_REQUIREMENTS:_
Answer these questions from the resource mapping extract:
(a) Under the canonical naming rules, what must IDs not contain?
(b) What endpoint is given for the HRIS System?
(c) Which protocol is listed for the Onboarding Assistant?

_SOURCE EXTRACT:_
= = =

Resource mapping defines who or what executes each task in your process. This is essential for AI agent integration—it specifies which tasks the AI handles and which require human or system action.

Executor Types

7.1 Canonical Resource Ontology (Recommended)

To ensure portability and governance, UAPF resource mappings SHOULD use a canonical executor ontology. This avoids ad-hoc role naming and makes packages transferable across organizations and runtimes. This is a logical ontology, not an identity system. Concrete identities are bound at deployment time.

Canonical naming rules:

• IDs MUST be stable and semantic
• IDs MUST NOT contain personal names
• IDs SHOULD be namespaced

role.finance.manager
agent.document.classifier
engine.dmn
system.erp.sap

Execution Modes

Resource Mapping File

resources/resource-mapping.yaml

# Resource Mapping for Employee Onboarding Process
# Defines who/what executes each task
# Canonical IDs are late-bound to concrete identities at deployment time

targets:
  # Human roles
  - id: role.hr.coordinator
    type: human.role
    name: HR Coordinator
    description: Handles general HR tasks and coordination

  - id: role.it.administrator
    type: human.role
    name: IT Administrator
    description: Provisions accounts and equipment

  - id: role.hiring.manager
    type: human.role
    name: Hiring Manager
    description: Department manager who made the hire

  # System integrations
  - id: system.api.hris
    type: system.api
    name: HRIS System
    endpoint: https://hris.internal/api/v2
    auth: oauth2

  - id: system.api.active-directory
    type: system.api
    name: Active Directory
    endpoint: ldaps://ad.internal
    auth: service-account

  # AI agents
  - id: agent.onboarding.assistant
    type: ai.agent
    name: Onboarding Assistant
    protocol: mcp
    capabilities:
      - document-analysis
      - text-generation
      - summarization

  # Engine (for DMN evaluation)
  - id: engine.dmn
    type: engine.rule
    name: DMN Decision Engine

# Task bindings
bindings:
  # HR Coordinator tasks
  - source:
      type: bpmn.task
      ref: Task_SendWelcomeEmail
    targetId: role.hr.coordinator
    mode: manual

  - source:
      type: bpmn.task
      ref: Task_CollectDocuments
    targetId: role.hr.coordinator
    mode: manual

  # IT tasks (automated)

= = =

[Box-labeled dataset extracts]
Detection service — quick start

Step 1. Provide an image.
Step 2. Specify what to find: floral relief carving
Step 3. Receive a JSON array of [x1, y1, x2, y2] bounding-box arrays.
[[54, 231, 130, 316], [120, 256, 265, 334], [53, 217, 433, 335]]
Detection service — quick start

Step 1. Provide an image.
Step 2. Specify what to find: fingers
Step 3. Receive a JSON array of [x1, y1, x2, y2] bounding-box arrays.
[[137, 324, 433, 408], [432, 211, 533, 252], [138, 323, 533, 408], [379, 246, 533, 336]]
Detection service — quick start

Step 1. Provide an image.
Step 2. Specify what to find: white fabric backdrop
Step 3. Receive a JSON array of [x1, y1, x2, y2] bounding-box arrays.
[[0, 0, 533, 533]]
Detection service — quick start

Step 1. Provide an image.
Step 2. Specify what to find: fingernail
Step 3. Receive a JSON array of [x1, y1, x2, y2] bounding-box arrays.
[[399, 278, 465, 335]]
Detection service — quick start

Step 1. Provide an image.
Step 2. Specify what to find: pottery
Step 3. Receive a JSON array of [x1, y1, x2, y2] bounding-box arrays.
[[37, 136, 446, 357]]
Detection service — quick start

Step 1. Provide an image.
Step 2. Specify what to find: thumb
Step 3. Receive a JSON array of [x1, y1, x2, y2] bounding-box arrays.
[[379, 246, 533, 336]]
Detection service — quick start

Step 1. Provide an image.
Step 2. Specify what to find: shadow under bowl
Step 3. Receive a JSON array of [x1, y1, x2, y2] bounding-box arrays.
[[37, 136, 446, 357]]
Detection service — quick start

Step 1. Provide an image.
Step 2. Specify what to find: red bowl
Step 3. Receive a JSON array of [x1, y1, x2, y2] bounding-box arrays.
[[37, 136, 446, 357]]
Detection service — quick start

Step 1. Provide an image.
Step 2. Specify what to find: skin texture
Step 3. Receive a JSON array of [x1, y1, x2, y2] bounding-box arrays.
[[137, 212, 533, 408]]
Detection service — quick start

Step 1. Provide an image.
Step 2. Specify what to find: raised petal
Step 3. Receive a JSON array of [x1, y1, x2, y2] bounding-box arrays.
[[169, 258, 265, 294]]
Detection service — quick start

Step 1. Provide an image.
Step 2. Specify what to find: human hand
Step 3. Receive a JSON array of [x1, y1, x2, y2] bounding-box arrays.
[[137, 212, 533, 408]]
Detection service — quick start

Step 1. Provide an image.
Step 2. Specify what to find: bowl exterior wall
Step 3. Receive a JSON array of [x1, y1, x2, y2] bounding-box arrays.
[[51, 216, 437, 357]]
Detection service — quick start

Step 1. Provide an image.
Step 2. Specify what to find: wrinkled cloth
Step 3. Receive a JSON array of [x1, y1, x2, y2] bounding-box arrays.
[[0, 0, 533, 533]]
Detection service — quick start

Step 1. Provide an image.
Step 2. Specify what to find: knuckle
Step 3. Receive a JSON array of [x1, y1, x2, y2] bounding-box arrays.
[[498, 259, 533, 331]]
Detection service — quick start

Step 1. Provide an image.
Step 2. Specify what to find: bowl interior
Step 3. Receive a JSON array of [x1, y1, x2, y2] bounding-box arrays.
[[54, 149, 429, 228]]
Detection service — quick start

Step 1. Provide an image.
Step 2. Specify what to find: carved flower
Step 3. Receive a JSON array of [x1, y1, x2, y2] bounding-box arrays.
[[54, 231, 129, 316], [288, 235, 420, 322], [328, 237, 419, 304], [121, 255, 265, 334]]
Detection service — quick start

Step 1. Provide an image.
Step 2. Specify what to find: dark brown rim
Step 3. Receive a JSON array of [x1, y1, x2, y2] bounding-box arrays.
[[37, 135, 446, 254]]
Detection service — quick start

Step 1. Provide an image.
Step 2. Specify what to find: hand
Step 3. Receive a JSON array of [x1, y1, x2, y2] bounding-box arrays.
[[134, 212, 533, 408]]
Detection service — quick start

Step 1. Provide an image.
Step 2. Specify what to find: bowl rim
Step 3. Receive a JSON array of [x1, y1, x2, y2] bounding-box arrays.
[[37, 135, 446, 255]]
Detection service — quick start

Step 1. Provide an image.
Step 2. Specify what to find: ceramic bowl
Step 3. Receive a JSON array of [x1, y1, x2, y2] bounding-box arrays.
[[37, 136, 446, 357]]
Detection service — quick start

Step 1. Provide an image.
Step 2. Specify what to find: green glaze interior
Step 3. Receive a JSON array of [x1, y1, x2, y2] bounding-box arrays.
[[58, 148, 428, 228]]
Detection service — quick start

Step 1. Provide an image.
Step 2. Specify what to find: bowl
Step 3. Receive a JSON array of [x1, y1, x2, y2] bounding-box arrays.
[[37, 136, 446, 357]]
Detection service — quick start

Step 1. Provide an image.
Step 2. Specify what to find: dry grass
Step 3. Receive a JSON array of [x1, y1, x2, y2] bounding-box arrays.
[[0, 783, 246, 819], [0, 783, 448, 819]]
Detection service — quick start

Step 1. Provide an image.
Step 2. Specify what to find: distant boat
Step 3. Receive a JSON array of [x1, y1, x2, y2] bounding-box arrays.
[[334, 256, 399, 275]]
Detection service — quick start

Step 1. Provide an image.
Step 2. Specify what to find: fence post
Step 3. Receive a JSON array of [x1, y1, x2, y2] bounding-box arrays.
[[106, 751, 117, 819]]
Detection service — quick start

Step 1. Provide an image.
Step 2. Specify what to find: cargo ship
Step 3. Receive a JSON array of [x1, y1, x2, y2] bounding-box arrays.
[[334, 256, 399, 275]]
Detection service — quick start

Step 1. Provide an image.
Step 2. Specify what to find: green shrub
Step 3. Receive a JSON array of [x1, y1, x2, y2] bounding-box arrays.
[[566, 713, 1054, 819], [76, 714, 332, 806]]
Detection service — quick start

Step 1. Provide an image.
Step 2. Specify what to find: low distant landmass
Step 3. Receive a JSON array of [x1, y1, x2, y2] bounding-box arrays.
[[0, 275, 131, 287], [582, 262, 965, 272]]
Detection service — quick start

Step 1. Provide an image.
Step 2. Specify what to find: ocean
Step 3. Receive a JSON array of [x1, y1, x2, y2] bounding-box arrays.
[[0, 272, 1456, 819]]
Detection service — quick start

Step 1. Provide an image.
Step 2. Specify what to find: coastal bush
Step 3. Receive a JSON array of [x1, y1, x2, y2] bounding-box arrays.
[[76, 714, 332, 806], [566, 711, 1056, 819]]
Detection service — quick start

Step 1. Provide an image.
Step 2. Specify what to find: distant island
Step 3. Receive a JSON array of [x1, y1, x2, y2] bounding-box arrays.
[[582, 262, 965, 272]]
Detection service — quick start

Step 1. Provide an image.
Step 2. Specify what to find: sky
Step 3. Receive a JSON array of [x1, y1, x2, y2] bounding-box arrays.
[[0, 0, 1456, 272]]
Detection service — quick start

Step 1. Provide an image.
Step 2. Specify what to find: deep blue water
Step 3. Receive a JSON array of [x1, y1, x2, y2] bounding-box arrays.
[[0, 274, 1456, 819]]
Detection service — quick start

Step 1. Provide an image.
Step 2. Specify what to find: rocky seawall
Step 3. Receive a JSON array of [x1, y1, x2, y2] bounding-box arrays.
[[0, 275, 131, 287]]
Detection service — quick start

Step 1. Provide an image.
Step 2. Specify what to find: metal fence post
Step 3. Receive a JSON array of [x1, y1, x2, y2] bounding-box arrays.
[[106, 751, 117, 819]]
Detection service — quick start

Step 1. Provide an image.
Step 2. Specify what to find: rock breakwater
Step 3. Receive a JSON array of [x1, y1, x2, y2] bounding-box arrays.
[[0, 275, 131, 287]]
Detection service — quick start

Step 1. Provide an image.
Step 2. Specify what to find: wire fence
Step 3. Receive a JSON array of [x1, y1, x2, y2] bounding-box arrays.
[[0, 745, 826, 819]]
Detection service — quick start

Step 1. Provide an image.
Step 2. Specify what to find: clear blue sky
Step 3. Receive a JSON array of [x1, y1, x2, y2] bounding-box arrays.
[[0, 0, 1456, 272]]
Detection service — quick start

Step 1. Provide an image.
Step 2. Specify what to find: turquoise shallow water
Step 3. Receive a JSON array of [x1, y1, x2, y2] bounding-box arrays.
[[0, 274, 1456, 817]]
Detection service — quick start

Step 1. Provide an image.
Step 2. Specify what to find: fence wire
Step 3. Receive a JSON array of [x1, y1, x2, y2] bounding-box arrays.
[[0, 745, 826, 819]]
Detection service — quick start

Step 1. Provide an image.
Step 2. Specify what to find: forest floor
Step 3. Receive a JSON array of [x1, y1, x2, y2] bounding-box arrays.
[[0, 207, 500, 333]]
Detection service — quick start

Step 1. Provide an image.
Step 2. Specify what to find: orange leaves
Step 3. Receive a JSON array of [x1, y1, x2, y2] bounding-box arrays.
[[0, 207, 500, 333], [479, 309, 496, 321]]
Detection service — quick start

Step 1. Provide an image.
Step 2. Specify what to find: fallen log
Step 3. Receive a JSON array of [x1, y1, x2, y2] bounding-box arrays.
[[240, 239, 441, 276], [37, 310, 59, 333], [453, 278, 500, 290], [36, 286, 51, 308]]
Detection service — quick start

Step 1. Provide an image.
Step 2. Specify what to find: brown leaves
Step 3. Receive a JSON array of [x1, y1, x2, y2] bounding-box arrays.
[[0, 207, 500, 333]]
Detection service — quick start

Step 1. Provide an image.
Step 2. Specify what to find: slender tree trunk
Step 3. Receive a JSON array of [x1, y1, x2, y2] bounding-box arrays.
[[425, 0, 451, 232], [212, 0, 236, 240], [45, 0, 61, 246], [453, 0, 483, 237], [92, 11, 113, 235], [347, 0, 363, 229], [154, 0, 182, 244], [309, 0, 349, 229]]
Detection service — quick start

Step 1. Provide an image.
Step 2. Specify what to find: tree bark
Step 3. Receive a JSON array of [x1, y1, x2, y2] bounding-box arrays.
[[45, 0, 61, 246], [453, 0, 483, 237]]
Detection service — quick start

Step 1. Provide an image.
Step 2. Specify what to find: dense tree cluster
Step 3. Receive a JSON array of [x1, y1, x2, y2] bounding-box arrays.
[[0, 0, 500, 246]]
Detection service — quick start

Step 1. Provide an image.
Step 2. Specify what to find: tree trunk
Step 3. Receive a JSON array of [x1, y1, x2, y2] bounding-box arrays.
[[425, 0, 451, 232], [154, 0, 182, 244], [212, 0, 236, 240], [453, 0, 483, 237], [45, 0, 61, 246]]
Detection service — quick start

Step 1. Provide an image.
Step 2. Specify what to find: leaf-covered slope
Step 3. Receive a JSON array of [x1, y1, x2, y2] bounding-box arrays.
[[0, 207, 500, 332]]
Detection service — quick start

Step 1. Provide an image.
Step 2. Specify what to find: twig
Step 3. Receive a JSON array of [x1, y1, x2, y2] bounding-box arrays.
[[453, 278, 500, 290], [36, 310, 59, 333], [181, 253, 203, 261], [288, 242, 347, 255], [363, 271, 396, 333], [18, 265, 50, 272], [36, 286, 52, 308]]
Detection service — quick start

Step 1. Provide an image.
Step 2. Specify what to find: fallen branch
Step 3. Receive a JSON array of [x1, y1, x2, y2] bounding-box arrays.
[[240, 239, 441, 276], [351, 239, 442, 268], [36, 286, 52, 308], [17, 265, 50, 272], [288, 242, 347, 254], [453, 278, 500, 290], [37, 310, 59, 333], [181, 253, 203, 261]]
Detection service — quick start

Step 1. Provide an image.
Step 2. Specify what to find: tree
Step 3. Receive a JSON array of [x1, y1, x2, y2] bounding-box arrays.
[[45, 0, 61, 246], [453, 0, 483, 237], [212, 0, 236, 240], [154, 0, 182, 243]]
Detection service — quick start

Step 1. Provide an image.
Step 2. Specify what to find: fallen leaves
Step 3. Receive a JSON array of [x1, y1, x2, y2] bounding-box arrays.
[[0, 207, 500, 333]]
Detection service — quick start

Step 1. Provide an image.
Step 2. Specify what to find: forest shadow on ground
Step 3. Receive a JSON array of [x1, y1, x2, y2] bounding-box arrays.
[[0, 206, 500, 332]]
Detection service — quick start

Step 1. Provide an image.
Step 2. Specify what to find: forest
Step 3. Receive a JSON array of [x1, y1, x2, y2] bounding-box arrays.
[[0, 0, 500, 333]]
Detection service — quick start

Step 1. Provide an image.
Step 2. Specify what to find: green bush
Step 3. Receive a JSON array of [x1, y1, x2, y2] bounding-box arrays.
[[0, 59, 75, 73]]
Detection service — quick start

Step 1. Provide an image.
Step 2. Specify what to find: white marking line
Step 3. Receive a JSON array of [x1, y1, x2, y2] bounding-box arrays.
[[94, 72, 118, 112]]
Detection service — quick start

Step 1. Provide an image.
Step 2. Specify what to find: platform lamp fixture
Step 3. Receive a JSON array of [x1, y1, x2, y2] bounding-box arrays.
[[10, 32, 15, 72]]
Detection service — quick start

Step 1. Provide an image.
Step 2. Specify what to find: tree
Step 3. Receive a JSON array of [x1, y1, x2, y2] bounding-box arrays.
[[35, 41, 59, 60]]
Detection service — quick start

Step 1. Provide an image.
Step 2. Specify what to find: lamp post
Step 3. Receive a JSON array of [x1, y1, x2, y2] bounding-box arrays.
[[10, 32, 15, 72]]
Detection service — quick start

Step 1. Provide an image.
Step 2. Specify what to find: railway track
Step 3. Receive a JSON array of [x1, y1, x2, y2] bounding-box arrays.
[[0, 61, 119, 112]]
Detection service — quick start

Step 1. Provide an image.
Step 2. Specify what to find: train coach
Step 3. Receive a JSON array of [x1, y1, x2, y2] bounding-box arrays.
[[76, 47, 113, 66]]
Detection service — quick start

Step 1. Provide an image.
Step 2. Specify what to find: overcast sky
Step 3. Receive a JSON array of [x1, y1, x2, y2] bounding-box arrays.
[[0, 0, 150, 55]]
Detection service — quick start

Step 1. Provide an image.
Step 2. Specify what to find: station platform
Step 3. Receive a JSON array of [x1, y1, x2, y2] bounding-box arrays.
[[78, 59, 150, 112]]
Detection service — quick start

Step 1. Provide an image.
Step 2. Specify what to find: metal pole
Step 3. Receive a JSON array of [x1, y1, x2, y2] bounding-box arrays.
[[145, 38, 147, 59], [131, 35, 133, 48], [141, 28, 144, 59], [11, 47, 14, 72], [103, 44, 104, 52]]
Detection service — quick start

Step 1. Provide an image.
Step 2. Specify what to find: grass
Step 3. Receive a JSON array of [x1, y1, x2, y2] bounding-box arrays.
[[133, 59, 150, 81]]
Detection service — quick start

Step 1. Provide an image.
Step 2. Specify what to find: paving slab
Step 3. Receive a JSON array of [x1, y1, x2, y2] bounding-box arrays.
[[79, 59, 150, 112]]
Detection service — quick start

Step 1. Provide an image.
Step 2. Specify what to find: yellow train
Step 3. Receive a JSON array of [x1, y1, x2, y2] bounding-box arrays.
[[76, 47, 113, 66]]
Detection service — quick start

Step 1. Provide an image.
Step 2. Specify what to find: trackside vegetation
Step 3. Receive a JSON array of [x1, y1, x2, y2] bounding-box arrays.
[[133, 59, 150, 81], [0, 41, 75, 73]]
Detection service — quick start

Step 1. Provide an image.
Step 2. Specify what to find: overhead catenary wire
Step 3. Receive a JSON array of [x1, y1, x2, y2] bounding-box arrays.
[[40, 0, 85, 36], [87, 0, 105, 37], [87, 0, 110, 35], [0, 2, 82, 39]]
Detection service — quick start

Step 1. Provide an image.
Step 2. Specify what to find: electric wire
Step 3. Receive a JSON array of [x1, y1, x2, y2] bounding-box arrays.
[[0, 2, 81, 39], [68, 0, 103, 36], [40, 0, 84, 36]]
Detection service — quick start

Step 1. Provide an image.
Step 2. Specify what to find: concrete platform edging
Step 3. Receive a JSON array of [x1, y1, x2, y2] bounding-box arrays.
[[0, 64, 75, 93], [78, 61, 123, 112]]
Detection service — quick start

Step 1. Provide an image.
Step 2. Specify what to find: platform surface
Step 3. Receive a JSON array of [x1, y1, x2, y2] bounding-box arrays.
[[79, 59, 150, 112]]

= = =

_FINISHED ANSWER:_
(a) Personal names
(b) https://hris.internal/api/v2
(c) mcp